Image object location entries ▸
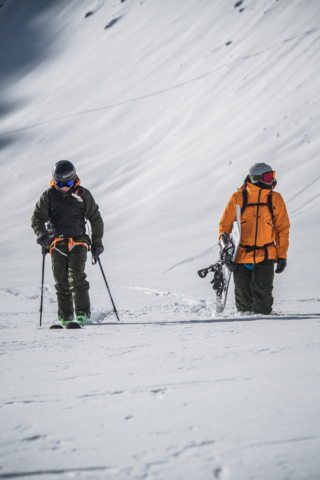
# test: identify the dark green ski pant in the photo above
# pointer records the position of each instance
(71, 285)
(253, 289)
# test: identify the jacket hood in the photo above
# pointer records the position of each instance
(75, 185)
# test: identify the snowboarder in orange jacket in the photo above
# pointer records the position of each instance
(264, 239)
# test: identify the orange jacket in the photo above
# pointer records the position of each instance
(257, 229)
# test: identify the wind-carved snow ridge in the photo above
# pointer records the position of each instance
(159, 293)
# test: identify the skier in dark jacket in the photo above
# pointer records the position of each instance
(264, 239)
(59, 221)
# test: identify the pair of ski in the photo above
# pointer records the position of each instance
(229, 245)
(69, 326)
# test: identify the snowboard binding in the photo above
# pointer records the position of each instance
(227, 249)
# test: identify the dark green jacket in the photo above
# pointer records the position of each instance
(41, 214)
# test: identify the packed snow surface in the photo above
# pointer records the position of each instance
(162, 106)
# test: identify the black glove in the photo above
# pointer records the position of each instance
(231, 266)
(282, 263)
(44, 240)
(96, 250)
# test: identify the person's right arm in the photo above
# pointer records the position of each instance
(41, 215)
(228, 217)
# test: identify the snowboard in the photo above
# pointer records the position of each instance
(68, 326)
(229, 245)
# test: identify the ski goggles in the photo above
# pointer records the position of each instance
(64, 184)
(267, 177)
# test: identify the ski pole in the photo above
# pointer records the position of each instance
(104, 277)
(44, 253)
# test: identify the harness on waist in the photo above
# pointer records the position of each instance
(252, 248)
(245, 204)
(69, 243)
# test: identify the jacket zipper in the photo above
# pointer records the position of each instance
(255, 241)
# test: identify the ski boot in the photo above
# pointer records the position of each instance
(65, 321)
(82, 318)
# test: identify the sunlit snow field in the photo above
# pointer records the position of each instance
(162, 112)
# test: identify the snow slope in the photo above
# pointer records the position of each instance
(162, 113)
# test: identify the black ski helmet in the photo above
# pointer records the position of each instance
(64, 171)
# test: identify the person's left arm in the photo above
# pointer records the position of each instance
(94, 217)
(282, 226)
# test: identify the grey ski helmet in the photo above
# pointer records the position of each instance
(64, 171)
(261, 172)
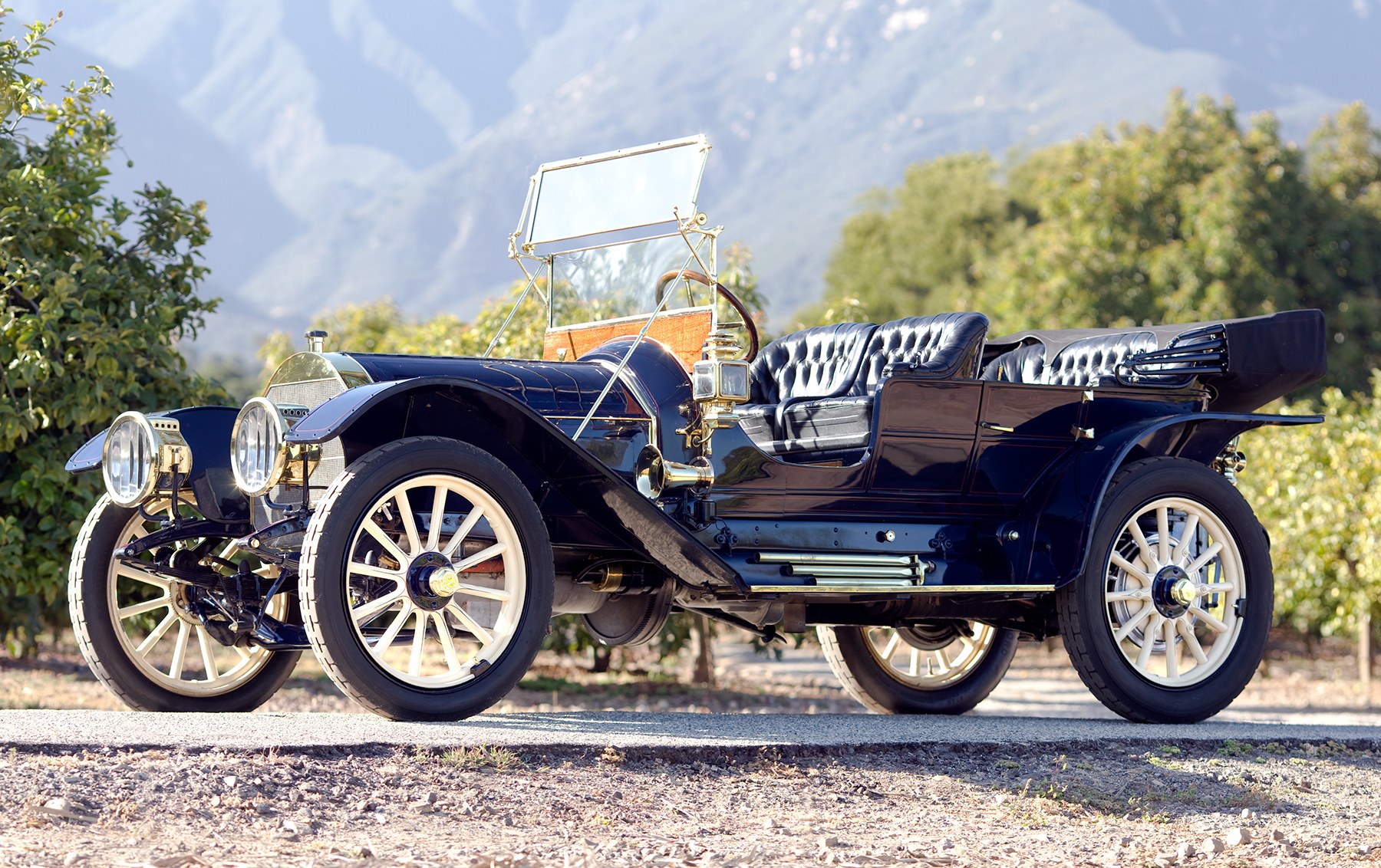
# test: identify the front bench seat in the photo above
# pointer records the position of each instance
(839, 422)
(812, 363)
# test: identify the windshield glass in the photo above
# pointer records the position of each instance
(621, 191)
(621, 281)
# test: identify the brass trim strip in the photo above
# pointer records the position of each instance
(852, 570)
(880, 587)
(862, 559)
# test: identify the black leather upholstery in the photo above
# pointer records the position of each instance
(1086, 362)
(812, 391)
(1022, 365)
(944, 345)
(811, 363)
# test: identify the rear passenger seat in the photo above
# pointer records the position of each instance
(1082, 363)
(814, 390)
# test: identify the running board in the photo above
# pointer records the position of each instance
(870, 570)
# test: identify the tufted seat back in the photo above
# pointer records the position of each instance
(1027, 363)
(812, 363)
(942, 345)
(1080, 363)
(1091, 359)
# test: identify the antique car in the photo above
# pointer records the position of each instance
(920, 495)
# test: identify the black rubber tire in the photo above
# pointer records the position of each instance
(1082, 607)
(96, 630)
(325, 605)
(868, 681)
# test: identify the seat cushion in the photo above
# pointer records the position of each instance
(1096, 359)
(812, 363)
(1082, 363)
(942, 345)
(822, 426)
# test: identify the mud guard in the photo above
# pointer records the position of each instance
(372, 414)
(1061, 511)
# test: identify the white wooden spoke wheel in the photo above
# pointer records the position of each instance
(427, 580)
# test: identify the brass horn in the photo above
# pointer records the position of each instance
(655, 474)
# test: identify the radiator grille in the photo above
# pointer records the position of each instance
(308, 393)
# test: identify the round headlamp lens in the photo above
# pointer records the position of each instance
(257, 447)
(127, 464)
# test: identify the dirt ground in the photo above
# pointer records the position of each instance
(1132, 804)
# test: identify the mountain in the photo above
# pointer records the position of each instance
(357, 148)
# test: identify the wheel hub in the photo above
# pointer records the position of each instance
(431, 581)
(1173, 592)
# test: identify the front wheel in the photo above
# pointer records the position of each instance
(427, 580)
(941, 668)
(1170, 617)
(141, 633)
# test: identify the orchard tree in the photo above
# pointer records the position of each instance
(1319, 495)
(94, 294)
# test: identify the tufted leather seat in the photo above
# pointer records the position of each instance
(1082, 363)
(811, 363)
(822, 414)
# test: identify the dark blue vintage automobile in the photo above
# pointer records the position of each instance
(918, 493)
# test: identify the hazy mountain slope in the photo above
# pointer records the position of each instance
(352, 148)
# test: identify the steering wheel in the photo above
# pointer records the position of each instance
(664, 281)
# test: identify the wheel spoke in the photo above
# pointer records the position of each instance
(483, 555)
(1163, 531)
(1130, 569)
(138, 609)
(184, 639)
(405, 512)
(470, 624)
(1218, 626)
(1192, 642)
(157, 635)
(1208, 554)
(1172, 628)
(414, 663)
(1126, 630)
(124, 570)
(203, 639)
(1142, 545)
(367, 569)
(374, 530)
(366, 612)
(892, 643)
(476, 514)
(438, 516)
(1187, 537)
(485, 593)
(1135, 593)
(448, 642)
(1148, 640)
(387, 639)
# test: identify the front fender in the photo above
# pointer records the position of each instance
(466, 410)
(1063, 507)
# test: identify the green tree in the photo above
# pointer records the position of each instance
(1319, 493)
(921, 241)
(1198, 219)
(96, 294)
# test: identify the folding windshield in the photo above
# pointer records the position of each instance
(621, 191)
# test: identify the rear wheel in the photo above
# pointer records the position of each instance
(1170, 619)
(427, 580)
(941, 668)
(141, 635)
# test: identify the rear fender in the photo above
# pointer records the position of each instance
(1063, 508)
(536, 450)
(207, 431)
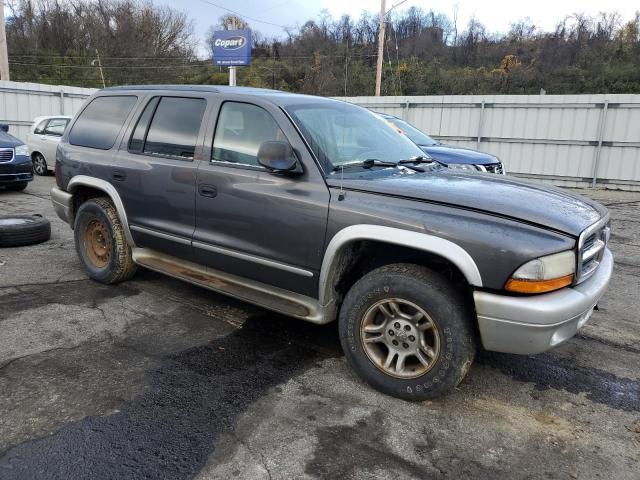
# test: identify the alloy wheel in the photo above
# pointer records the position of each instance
(400, 338)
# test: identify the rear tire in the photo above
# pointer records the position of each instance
(407, 331)
(39, 165)
(101, 243)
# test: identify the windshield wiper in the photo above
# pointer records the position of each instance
(368, 163)
(374, 162)
(418, 160)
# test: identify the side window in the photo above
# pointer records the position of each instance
(39, 130)
(240, 130)
(136, 143)
(175, 127)
(99, 124)
(56, 127)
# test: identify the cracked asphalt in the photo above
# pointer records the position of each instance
(155, 378)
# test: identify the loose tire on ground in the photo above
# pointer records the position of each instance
(20, 230)
(426, 318)
(101, 243)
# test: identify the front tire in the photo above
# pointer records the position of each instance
(101, 243)
(407, 332)
(39, 164)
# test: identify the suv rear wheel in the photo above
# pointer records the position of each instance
(407, 332)
(101, 243)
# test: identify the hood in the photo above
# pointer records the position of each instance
(7, 140)
(454, 154)
(528, 201)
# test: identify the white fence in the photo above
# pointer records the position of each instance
(571, 140)
(21, 102)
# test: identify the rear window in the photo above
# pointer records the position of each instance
(99, 124)
(175, 127)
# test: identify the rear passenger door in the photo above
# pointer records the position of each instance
(249, 222)
(155, 173)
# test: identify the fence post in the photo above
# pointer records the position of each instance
(596, 160)
(480, 124)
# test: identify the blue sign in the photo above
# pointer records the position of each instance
(232, 48)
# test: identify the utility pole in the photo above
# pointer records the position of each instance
(4, 55)
(380, 47)
(383, 14)
(104, 85)
(232, 69)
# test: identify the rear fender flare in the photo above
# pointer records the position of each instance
(112, 193)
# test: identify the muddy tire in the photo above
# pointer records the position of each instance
(18, 187)
(101, 243)
(20, 230)
(407, 332)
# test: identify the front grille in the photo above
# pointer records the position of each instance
(6, 155)
(591, 247)
(493, 168)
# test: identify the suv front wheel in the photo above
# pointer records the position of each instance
(407, 332)
(101, 243)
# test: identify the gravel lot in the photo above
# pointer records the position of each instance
(155, 378)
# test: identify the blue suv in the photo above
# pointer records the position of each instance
(452, 156)
(16, 167)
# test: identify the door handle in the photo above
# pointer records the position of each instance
(207, 190)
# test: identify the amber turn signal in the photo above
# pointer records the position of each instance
(538, 286)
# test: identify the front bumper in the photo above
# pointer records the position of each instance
(18, 170)
(534, 324)
(62, 203)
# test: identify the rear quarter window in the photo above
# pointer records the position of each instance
(100, 122)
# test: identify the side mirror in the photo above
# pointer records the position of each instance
(278, 157)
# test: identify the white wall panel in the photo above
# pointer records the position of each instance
(21, 102)
(546, 136)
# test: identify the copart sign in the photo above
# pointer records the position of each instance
(232, 48)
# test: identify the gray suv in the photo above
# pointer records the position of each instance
(320, 210)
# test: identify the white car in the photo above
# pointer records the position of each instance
(42, 140)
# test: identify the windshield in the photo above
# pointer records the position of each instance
(415, 135)
(341, 133)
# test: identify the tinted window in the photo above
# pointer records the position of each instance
(99, 124)
(56, 127)
(40, 128)
(175, 127)
(137, 138)
(240, 130)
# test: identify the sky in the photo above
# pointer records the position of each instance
(496, 15)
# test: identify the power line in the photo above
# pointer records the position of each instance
(242, 15)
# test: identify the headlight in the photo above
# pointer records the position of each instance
(544, 274)
(463, 166)
(22, 150)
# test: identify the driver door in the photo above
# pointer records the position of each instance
(252, 223)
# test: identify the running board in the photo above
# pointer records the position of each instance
(266, 296)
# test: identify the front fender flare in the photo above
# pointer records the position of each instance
(420, 241)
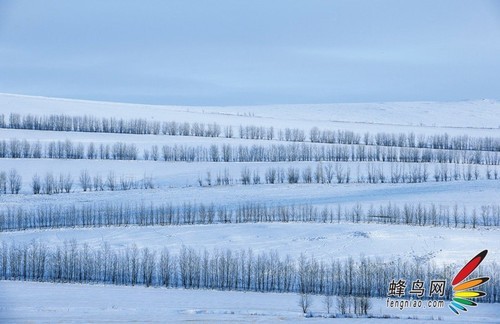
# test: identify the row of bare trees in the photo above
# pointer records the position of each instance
(243, 153)
(14, 218)
(243, 270)
(328, 173)
(89, 123)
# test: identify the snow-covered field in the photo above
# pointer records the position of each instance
(22, 302)
(177, 183)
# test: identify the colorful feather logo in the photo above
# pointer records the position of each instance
(461, 289)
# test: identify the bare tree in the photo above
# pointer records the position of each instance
(305, 301)
(36, 184)
(328, 302)
(15, 181)
(85, 181)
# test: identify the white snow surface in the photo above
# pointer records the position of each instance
(177, 183)
(26, 302)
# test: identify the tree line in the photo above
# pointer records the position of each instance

WHAT NEEDS TO BE DONE ▸ Could you revise the lines from the one containing "# test: identify the steering" through the one containing "(1063, 507)", swapping "position" for "location" and leaving everything else in them unchanged?

WRITTEN SOLUTION ▸
# test: identify the steering wheel in the photo above
# pointer records the location of each instance
(664, 281)
# test: identify the wheel spoke in the photo above
# pointer records the location of each instance
(483, 555)
(1163, 531)
(1130, 569)
(138, 609)
(184, 639)
(405, 512)
(470, 624)
(1218, 626)
(1192, 642)
(157, 635)
(1208, 554)
(1172, 628)
(414, 663)
(1126, 630)
(124, 570)
(203, 639)
(1142, 545)
(367, 569)
(374, 530)
(366, 612)
(892, 643)
(476, 514)
(438, 516)
(1187, 537)
(485, 593)
(1135, 593)
(448, 642)
(1148, 640)
(387, 639)
# test: identify the front fender in the photo above
# pointer records the location of each instance
(466, 410)
(1063, 507)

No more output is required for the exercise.